(RECORDS SUPPLIED)
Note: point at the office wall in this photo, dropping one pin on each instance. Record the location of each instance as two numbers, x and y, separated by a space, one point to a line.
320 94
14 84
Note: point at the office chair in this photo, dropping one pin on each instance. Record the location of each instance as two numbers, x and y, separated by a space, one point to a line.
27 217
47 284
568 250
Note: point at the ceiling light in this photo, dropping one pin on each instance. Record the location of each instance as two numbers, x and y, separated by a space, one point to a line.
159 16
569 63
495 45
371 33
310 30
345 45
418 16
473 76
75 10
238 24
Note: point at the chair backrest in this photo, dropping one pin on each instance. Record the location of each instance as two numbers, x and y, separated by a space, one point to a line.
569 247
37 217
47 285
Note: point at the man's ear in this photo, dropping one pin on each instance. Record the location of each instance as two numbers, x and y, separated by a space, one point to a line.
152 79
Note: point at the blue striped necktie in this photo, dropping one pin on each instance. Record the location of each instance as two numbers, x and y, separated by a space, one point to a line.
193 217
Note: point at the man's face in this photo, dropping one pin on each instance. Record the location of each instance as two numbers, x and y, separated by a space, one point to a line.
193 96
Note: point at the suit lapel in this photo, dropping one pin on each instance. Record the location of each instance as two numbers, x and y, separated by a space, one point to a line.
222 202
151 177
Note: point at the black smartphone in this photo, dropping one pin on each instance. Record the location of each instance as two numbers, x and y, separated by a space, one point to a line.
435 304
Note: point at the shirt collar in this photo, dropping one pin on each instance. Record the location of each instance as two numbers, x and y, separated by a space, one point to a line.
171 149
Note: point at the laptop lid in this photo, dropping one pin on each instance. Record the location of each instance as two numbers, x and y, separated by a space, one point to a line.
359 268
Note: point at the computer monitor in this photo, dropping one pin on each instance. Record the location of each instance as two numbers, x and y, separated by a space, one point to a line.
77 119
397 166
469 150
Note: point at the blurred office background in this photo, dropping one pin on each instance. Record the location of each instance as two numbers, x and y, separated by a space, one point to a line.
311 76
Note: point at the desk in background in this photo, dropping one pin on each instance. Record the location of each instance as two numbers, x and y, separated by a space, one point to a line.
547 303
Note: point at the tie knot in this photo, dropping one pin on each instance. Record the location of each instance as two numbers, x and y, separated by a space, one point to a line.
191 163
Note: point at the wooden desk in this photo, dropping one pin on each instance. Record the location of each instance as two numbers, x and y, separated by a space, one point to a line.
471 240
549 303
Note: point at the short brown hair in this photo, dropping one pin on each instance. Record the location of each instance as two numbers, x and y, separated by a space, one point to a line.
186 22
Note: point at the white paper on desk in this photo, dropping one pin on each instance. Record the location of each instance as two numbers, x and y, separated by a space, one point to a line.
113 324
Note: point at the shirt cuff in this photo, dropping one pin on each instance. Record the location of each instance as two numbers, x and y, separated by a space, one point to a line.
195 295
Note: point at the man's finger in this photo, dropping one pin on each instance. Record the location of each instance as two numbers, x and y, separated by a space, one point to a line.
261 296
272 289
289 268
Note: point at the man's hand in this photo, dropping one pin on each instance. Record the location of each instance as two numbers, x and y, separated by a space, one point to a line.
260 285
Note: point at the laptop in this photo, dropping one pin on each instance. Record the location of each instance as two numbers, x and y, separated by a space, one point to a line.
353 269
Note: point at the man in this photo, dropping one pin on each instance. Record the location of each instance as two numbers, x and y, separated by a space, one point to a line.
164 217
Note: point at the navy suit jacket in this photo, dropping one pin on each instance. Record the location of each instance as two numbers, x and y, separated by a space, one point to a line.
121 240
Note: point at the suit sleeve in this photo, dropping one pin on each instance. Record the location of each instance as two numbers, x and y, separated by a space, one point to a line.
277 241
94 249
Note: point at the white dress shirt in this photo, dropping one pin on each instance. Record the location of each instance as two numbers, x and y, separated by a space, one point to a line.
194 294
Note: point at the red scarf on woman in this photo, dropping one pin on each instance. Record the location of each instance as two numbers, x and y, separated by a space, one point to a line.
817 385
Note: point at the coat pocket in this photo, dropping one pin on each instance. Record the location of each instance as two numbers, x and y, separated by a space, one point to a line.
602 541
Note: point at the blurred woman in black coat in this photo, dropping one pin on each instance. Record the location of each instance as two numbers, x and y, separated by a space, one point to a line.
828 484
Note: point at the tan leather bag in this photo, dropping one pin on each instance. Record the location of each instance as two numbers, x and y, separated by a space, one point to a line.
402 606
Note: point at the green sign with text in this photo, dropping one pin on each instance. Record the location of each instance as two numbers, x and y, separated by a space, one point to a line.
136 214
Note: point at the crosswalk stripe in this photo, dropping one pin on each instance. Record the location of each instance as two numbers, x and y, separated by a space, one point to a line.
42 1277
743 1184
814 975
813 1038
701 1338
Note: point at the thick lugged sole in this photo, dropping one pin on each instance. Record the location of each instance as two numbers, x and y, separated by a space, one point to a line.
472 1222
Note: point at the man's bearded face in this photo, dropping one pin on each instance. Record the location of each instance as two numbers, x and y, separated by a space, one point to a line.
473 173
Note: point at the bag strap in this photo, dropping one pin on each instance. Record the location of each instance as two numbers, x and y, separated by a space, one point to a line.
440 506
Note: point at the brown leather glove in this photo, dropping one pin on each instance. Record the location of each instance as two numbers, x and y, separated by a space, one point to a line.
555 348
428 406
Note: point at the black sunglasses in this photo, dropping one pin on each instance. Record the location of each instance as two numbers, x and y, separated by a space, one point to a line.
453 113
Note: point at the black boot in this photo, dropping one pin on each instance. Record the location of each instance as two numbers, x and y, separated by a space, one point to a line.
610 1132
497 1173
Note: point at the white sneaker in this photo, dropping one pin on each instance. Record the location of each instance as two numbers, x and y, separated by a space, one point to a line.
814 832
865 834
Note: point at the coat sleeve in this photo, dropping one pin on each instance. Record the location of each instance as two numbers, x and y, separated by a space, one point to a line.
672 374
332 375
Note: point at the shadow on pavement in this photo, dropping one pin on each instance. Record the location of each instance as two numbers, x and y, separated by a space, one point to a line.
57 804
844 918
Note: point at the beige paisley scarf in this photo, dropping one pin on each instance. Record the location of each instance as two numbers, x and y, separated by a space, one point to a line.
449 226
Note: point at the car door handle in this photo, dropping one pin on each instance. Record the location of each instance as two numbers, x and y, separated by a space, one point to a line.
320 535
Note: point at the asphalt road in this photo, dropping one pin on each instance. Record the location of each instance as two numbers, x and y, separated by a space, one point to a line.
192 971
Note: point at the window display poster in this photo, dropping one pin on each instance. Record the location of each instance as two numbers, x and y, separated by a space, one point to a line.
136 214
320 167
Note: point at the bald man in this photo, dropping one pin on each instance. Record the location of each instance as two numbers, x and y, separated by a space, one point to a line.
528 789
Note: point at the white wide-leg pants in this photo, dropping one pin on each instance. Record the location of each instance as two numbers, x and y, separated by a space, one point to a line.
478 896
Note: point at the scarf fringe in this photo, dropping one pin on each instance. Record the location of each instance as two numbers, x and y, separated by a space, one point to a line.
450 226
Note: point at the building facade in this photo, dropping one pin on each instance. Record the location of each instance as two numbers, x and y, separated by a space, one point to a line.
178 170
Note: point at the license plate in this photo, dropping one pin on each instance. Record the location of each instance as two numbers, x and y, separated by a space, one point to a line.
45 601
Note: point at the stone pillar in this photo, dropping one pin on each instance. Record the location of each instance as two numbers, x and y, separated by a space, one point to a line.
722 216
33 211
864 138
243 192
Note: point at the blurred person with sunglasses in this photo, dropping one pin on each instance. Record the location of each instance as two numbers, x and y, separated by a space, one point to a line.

(WHAT YOU ARE ASKED TO DO)
Reproduce verbatim every line from the one containing "Note: point at the white wide-leg" through the end of the entries, both included.

(EXPECTED OUTPUT)
Note: point at the white wide-leg pants in this photo, dropping one pin on each instance. Record the location of each instance as two numbers, x and y, separated by a space, one point to a line.
478 896
Note: point at the scarf fringe in this photo, dropping one pin on each instance. Record the location of each instance as two numbers, x and y, separated by a space, one point to a line.
450 226
Note: point at the building facade in this photo, dropping one pin on each instance. Record the location of each instance as two numbers, x and y, separated by a space, one point to a line.
178 170
Note: point at the license plate in this photo, dropping one pin on each instance. Record the location of each instance as two numbers, x and y, separated by a space, one point to a line.
45 601
Note: point at the stone pillar in this photo, dropping one pin on each instance. Record the location of each instance as two numbers, x and y, separated by a space, one point to a line.
722 216
33 211
864 138
243 192
Note: point at the blurred person with sunglasses in this photo, dropping one pin on each instance. Record the location of each instance as two numbers, x and y, separated by a space, one point to a line.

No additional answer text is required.